Your objective: An exact, complete copy of the data that follows is needed.

Records for the task:
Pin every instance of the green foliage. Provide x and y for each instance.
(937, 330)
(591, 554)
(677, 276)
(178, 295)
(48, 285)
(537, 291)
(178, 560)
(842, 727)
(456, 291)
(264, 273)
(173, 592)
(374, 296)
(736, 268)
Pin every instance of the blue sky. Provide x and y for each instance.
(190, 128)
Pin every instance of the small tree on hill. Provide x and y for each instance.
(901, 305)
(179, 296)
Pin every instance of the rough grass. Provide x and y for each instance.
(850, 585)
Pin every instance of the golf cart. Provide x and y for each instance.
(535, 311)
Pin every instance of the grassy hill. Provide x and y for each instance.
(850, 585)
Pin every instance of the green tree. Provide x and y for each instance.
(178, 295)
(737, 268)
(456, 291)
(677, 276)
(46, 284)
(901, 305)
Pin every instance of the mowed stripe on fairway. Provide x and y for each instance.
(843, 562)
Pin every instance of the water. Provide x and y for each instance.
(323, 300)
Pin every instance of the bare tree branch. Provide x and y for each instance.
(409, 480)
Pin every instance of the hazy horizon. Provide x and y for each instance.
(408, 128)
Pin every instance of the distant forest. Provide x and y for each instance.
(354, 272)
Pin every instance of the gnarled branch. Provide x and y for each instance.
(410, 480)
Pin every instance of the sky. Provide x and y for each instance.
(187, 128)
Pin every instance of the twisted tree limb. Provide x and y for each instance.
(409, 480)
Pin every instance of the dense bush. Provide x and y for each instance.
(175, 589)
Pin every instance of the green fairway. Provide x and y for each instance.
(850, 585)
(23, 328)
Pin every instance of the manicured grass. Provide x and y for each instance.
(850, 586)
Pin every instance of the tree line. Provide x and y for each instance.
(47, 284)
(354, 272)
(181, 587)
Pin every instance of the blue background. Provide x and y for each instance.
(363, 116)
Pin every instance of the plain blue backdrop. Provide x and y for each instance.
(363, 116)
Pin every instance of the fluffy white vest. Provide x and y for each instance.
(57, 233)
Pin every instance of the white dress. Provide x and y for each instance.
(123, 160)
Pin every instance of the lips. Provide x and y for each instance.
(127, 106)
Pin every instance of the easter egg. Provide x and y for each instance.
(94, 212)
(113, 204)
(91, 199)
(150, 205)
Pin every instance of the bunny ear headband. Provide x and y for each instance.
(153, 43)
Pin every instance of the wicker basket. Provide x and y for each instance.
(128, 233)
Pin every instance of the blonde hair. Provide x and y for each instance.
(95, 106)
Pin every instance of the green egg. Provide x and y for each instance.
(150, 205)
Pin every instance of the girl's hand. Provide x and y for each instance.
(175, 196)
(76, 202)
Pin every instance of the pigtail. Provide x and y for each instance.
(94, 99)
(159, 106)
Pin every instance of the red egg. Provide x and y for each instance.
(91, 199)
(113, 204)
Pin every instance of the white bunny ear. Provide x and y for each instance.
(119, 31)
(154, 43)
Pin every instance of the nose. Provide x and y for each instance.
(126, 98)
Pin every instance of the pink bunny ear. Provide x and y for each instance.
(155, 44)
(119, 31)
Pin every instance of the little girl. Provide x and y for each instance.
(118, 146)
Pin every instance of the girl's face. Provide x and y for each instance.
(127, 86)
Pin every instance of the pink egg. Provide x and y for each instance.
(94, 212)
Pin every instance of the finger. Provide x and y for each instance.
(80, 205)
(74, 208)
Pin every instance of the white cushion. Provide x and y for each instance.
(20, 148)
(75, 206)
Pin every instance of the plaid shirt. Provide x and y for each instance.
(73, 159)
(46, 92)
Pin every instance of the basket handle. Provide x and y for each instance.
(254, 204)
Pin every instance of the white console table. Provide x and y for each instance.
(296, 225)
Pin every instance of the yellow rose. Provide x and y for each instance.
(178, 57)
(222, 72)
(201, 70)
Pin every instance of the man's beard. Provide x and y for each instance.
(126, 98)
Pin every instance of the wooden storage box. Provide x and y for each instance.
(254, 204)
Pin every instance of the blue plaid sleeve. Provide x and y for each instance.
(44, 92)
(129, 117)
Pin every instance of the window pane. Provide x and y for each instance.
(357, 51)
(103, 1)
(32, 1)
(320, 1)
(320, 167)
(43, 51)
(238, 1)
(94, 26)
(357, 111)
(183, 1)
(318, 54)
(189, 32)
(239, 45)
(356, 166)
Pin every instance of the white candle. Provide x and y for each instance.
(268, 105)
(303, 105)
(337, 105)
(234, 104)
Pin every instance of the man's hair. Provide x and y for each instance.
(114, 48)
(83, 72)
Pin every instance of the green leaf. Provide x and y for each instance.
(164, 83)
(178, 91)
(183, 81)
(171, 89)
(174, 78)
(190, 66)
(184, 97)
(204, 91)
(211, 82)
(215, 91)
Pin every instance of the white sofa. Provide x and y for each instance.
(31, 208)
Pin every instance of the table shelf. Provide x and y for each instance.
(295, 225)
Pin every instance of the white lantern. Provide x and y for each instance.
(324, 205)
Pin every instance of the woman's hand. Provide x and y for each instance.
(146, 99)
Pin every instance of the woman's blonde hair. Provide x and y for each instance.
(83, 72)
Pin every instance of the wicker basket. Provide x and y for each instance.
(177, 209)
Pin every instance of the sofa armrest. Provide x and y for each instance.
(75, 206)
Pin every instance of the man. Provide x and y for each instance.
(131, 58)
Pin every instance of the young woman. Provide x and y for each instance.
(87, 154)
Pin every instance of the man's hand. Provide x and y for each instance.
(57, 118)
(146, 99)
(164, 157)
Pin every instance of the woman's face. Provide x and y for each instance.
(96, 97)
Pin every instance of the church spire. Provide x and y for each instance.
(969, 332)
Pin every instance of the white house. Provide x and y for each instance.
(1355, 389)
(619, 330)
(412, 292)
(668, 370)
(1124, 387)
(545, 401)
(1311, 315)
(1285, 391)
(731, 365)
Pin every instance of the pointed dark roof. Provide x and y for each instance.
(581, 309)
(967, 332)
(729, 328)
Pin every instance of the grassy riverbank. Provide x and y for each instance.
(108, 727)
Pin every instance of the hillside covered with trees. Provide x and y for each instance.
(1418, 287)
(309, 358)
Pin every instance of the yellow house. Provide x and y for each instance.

Exercise output:
Pin every instance of the green foliage. Provide x and y for each instance.
(937, 330)
(591, 554)
(677, 276)
(178, 295)
(48, 285)
(537, 291)
(178, 560)
(842, 727)
(456, 291)
(264, 273)
(173, 592)
(374, 296)
(736, 268)
Pin every instance of the blue sky. Provide x and y for each instance.
(190, 128)
Pin every instance of the small tree on hill. Provide x and y for each instance.
(901, 305)
(179, 296)
Pin every instance of the rough grass. Provide x and y for each instance.
(850, 585)
Pin every instance of the golf cart. Provide x and y for each instance.
(535, 311)
Pin every instance of the grassy hill. Provide x and y for each instance.
(850, 585)
Pin every instance of the green tree. Provide x and y for each instance.
(178, 295)
(737, 268)
(456, 291)
(677, 276)
(46, 284)
(901, 305)
Pin every instance of the mowed stripe on fairway. Provide x and y for each instance.
(843, 562)
Pin every instance of the water. Provide x and y for each instance.
(323, 300)
Pin every instance of the bare tree branch. Provide x and y for each instance.
(409, 480)
Pin every instance of the hazy horizon. Provide x and y for each instance.
(408, 128)
Pin every instance of the distant forest. Provide x and y for each instance.
(354, 272)
Pin every instance of the gnarled branch. Provide x and y for each instance.
(410, 480)
Pin every instance of the sky. Provide x and y for each instance.
(187, 128)
Pin every instance of the twisted tree limb. Provide x and y for each instance.
(409, 480)
Pin every instance of the dense bush. Provide x and y for each instance.
(175, 589)
Pin every instance of the green fairway. Provide x and y for each instance.
(850, 585)
(23, 328)
Pin every instance of the manicured grass. Provide x and y for each instance.
(850, 586)
Pin every instance of the tree line. Provide x and y for each instance.
(47, 284)
(354, 272)
(181, 587)
Pin every instance of the blue background. Provide x and y for each instance.
(363, 116)
Pin every instance of the plain blue backdrop. Provide x and y for each instance.
(363, 116)
Pin every instance of the fluffy white vest. Provide x and y for each instance.
(57, 233)
Pin every instance of the white dress. Provide x and y for each instance.
(123, 160)
Pin every instance of the lips. Provide x and y for each instance.
(127, 106)
Pin every instance of the easter egg. Provide x and y for each instance.
(94, 212)
(113, 204)
(91, 199)
(150, 205)
Pin every instance of the bunny ear headband. Provide x and y for each instance.
(153, 43)
Pin every instance of the wicker basket. Provide x and y for each instance.
(128, 233)
Pin every instance of the blonde hair. Provide x and y for each instance.
(95, 106)
Pin every instance of the green egg. Provide x and y for each instance.
(150, 205)
Pin every instance of the girl's hand. Provide x and y for each instance.
(175, 196)
(76, 202)
Pin every instance of the pigtail. Provide x and y for each instance.
(94, 99)
(159, 106)
Pin every instance of the red egg. Provide x and y for each instance.
(91, 199)
(113, 204)
Pin every instance of the white bunny ear. Provide x and y for each instance.
(119, 31)
(154, 43)
Pin every instance of the nose. Provide x and y for each instance.
(126, 98)
Pin every instance of the pink bunny ear. Provide x and y for each instance.
(155, 44)
(119, 31)
Pin every instance of the little girl. Provide x and y for each instance.
(118, 146)
Pin every instance of the girl's face. Provide x and y for each instance.
(127, 86)
Pin every instance of the pink egg. Provide x and y for each instance.
(94, 212)
Pin every instance of the finger. Provide x and y for each instance.
(80, 205)
(74, 208)
Pin every instance of the white cushion. Provide x and y for each instance.
(20, 148)
(75, 206)
Pin every instance of the plaid shirt. Provide x and y for each instance.
(73, 159)
(46, 92)
Pin every instance of the basket handle. Provide x and y for each instance.
(254, 204)
Pin every instance of the white console table. Provide x and y for each instance.
(296, 225)
Pin every instance of the yellow rose. Provide x and y for each instance.
(178, 57)
(222, 72)
(201, 70)
Pin every instance of the man's beard. Provide x and y for each instance.
(126, 98)
Pin every instance of the wooden storage box. Provide x and y for each instance.
(254, 204)
Pin every instance of the blue plaid sleeve. Provide x and y for each instance.
(44, 92)
(129, 117)
Pin every instance of the window pane. Provide x and y for each instance.
(357, 51)
(103, 1)
(32, 1)
(320, 1)
(320, 167)
(43, 51)
(238, 1)
(94, 26)
(357, 111)
(183, 1)
(318, 54)
(189, 32)
(239, 45)
(356, 166)
Pin every instance of the white candle. Provide x and y for each instance.
(268, 105)
(303, 105)
(337, 105)
(234, 104)
Pin every instance of the man's hair. Provide x and y for each instance.
(114, 48)
(83, 72)
Pin every instance of the green leaf. Provide x and y for each instance.
(164, 83)
(178, 91)
(183, 81)
(171, 89)
(174, 78)
(190, 66)
(184, 97)
(204, 91)
(211, 82)
(215, 91)
Pin every instance of the white sofa. Provide x and y for each instance.
(31, 208)
Pin every instance of the table shelf. Provide x and y for each instance.
(295, 225)
Pin every instance of the white lantern. Provide x and y for each instance.
(324, 205)
Pin every instance of the woman's hand. Provide x and y for each instance.
(146, 99)
Pin every instance of the woman's blonde hair. Provide x and y for each instance.
(83, 72)
Pin every instance of the wicker basket. Provide x and y for each instance.
(177, 209)
Pin every instance of the sofa armrest. Provide x and y for each instance.
(75, 206)
Pin every instance of the man. Provide x and y for each instance.
(131, 58)
Pin every instance of the young woman. Provide x and y for each instance.
(87, 154)
Pin every instance of the man's hand. Provide x and y for each instance.
(57, 118)
(146, 99)
(164, 157)
Pin every instance of the woman's face. Provide x and y for each instance.
(96, 97)
Pin every instance of the church spire. Provide x and y for each instance.
(969, 332)
Pin every instance of the white house. Provide x and y for each instance.
(1355, 389)
(619, 330)
(412, 292)
(668, 370)
(1124, 387)
(545, 401)
(1311, 315)
(1285, 391)
(731, 365)
Pin every instance of the pointed dark roof. Provide x and y for each instance.
(581, 309)
(967, 332)
(729, 328)
Pin every instance of the grassy riverbank. Provide x and y for each instance.
(108, 727)
Pin every instance of the hillside covered with trees. Provide x and y for each instance.
(1418, 287)
(309, 358)
Pin every instance of the yellow house. Provide x and y for each instance.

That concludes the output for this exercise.